## What is required
Can you render every line of the items below as a Markdown table with two columns, Row and Line, numbering each row and leaving out blank lines? Omit the pictures from your table.

--- start Data records ---

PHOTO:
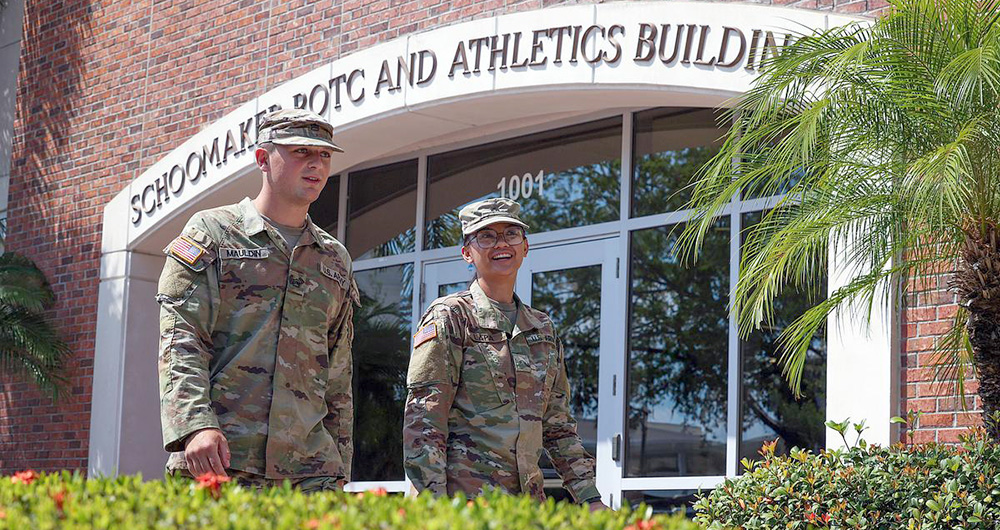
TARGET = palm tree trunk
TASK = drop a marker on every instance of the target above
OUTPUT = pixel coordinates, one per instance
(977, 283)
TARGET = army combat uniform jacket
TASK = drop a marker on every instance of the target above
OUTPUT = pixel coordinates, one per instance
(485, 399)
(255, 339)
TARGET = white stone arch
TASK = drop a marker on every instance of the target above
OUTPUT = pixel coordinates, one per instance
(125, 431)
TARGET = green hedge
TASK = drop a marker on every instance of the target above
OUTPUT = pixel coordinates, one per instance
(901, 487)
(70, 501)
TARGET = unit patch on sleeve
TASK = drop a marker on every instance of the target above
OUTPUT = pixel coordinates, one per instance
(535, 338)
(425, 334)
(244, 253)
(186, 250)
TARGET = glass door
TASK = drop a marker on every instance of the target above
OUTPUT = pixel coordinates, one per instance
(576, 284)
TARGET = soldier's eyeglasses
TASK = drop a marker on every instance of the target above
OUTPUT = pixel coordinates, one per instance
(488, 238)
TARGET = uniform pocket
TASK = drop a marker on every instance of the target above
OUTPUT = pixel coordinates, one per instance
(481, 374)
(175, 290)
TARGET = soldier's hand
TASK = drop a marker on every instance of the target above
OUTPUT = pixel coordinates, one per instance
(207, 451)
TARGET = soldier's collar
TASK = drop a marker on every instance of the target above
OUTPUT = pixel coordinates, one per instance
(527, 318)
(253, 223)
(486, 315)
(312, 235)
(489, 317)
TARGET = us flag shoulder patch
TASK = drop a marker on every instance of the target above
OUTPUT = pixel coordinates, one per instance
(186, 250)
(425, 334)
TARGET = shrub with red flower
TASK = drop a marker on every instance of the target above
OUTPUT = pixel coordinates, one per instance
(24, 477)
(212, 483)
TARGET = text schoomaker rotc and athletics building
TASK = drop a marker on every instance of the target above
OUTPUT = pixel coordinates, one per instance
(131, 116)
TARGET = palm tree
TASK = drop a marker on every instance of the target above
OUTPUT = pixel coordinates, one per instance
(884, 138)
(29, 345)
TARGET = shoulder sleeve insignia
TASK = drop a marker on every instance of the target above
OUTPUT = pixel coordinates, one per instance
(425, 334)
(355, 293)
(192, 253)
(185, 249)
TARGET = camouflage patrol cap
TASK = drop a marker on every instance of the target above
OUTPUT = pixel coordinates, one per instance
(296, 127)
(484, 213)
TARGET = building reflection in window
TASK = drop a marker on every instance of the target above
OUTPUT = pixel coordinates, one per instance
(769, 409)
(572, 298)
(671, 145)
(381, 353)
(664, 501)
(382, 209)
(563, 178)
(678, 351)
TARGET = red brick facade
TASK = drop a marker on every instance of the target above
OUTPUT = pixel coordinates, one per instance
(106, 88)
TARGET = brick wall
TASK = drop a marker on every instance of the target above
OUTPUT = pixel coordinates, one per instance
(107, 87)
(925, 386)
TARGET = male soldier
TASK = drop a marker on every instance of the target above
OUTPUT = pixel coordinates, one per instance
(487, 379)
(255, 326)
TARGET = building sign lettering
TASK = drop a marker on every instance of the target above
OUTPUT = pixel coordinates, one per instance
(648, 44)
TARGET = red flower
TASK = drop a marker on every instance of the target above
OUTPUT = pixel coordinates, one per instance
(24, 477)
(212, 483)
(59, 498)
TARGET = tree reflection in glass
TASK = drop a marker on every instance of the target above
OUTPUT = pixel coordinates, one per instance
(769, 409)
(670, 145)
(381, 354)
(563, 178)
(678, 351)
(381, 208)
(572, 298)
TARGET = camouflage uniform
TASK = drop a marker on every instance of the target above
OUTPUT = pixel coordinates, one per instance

--- end Data records ---

## Answer
| Row | Line |
|---|---|
| 1 | PHOTO: |
| 2 | TARGET = palm tree trunk |
| 3 | TASK = drop a marker on every instance of the target above |
| 4 | OUTPUT = pixel coordinates, one per instance |
| 5 | (977, 283) |
| 6 | TARGET = army combat uniform jacket |
| 7 | TASK = drop a marker on every instance of the target above |
| 8 | OUTPUT = pixel coordinates, one per instance |
| 9 | (485, 399) |
| 10 | (255, 339) |
| 11 | TARGET = white stone arch |
| 12 | TASK = drop a marker on every instance of the target above |
| 13 | OUTPUT = pixel coordinates, one per instance |
| 14 | (125, 431) |
| 15 | TARGET = green hedge |
| 16 | TASK = drop a marker on every instance of the target above |
| 17 | OUTPUT = pixel coordinates, one per instance |
| 18 | (901, 487) |
| 19 | (70, 501) |
| 20 | TARGET = unit patch on sleeve |
| 21 | TASK = drop a marker on every instance of the target above |
| 22 | OUTPUT = pixel coordinates, one per instance |
| 23 | (535, 338) |
| 24 | (425, 334) |
| 25 | (244, 253) |
| 26 | (186, 250) |
| 27 | TARGET = glass door |
| 28 | TASK = drop a marker on every instance of the target above |
| 29 | OUTPUT = pixel coordinates, one per instance |
| 30 | (576, 284) |
| 31 | TARGET = soldier's eyeglasses |
| 32 | TASK = drop a marker on every instance of the target above |
| 33 | OUTPUT = pixel coordinates, one per instance |
| 34 | (488, 238) |
| 35 | TARGET = uniform pocket |
| 36 | TASK = drop a marker on every instance of the target above |
| 37 | OUTPUT = pixel coordinates, one per instance |
| 38 | (481, 374) |
| 39 | (175, 290) |
| 40 | TARGET = soldier's hand |
| 41 | TASK = drop a marker on every instance of the target above |
| 42 | OUTPUT = pixel coordinates, one per instance |
| 43 | (207, 451) |
| 44 | TARGET = soldier's collar |
| 45 | TASK = drop a marker on every instance of the target above |
| 46 | OUTPUT = pixel coordinates, one per instance |
| 47 | (527, 318) |
| 48 | (253, 223) |
| 49 | (486, 315) |
| 50 | (312, 235) |
| 51 | (489, 317) |
| 52 | TARGET = us flag shoulder patch |
| 53 | TASK = drop a marker on every instance of the target above |
| 54 | OUTPUT = pixel coordinates, one per instance |
| 55 | (186, 250) |
| 56 | (425, 334) |
| 57 | TARGET = shrub with red flower |
| 58 | TASK = drop a marker on every instance of the target above |
| 59 | OUTPUT = pixel coordinates, one per instance |
| 60 | (24, 477) |
| 61 | (212, 483) |
| 62 | TARGET = text schoomaker rotc and athletics building |
| 63 | TASK = drop a marker on every instance of the target above |
| 64 | OUTPUT = pixel coordinates, one per instance |
| 65 | (131, 116) |
| 66 | TARGET = palm tree |
| 67 | TASK = drop a marker on every instance of the target above |
| 68 | OUTPUT = pixel coordinates, one per instance |
| 69 | (884, 138) |
| 70 | (29, 345) |
| 71 | TARGET = shoulder sleeve insignia |
| 72 | TASK = drop a marker on every instance of the target above |
| 73 | OUTPUT = pixel coordinates, one per instance |
| 74 | (425, 334) |
| 75 | (355, 293) |
| 76 | (192, 253) |
| 77 | (185, 249) |
| 78 | TARGET = camouflage patrol cap |
| 79 | TASK = drop a marker on every instance of the target above |
| 80 | OUTPUT = pixel coordinates, one per instance |
| 81 | (296, 127) |
| 82 | (484, 213) |
| 83 | TARGET = building reflection in window |
| 84 | TASK = drop a marker on every instance of the target above |
| 85 | OUTPUT = pixel coordinates, one per instance |
| 86 | (769, 409) |
| 87 | (572, 298) |
| 88 | (671, 145) |
| 89 | (381, 353) |
| 90 | (664, 501) |
| 91 | (382, 209) |
| 92 | (563, 178) |
| 93 | (678, 351) |
| 94 | TARGET = red brick facade |
| 95 | TASK = drop a marker on every instance of the target above |
| 96 | OUTPUT = pixel coordinates, one per instance |
| 97 | (106, 88) |
| 98 | TARGET = brick wall |
| 99 | TASK = drop a marker on every instance of the target above |
| 100 | OUTPUT = pixel coordinates, one per instance |
| 101 | (107, 87) |
| 102 | (925, 386) |
| 103 | TARGET = male soldier |
| 104 | TASK = drop a marker on every instance of the target above |
| 105 | OUTPUT = pixel coordinates, one per instance |
| 106 | (487, 379) |
| 107 | (255, 326) |
| 108 | TARGET = building sign lettering |
| 109 | TASK = drop a marker on every instance of the target above |
| 110 | OUTPUT = pixel coordinates, one per instance |
| 111 | (648, 44) |
| 112 | TARGET = red flower |
| 113 | TASK = drop a marker on every instance of the target above |
| 114 | OUTPUT = pixel coordinates, one per instance |
| 115 | (24, 477) |
| 116 | (212, 483) |
| 117 | (59, 498) |
| 118 | TARGET = tree reflection in glass |
| 119 | TASK = drop a marker on every instance of the target above |
| 120 | OUTPUT = pixel coordinates, one per instance |
| 121 | (769, 409) |
| 122 | (670, 145) |
| 123 | (381, 354) |
| 124 | (563, 178) |
| 125 | (678, 351) |
| 126 | (381, 208) |
| 127 | (572, 298) |
| 128 | TARGET = camouflage uniform |
| 129 | TASK = drop a marker on every instance of the target above |
| 130 | OUTPUT = pixel coordinates, one per instance |